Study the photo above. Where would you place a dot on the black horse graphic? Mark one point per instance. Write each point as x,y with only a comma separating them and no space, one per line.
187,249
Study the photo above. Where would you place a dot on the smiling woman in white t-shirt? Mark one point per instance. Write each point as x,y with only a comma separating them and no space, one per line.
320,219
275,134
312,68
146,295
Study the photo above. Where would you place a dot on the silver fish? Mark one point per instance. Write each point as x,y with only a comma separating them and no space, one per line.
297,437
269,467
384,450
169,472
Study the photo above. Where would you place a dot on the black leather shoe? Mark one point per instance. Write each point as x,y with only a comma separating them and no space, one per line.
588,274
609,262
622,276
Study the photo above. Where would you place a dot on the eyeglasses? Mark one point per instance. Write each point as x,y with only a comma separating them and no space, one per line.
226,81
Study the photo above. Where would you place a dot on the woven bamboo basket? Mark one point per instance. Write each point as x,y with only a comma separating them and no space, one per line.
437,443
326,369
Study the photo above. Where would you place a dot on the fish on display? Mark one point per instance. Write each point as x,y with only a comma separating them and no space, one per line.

::::::

## ASSIGNED TASK
Reproduce the listing from the "the black leather" line onward, verbatim.

## ANSWER FOR THIS EXERCISE
Study the photo above. Where would you place a dot on the black leather shoe? Mark one point per instance. Write each point as x,y with only a comma separating them and no space, one per line.
588,274
609,262
622,276
Study the photo above. Where would you place a dot on the eyeglasses? Mark one point per instance. Write each point as x,y with only a comma separating them and no space, one per line.
226,81
Study the photo above. Where would you place a dot on the woven bamboo basket? Mark one point per instance. Write each point as x,y with only a comma separating them and no space, one per line.
437,443
326,369
Study the photo above. Where would you place a dot on the fish on display? Mark one point per instance. Write each point as x,y with only a comma separating them and no space, one per line.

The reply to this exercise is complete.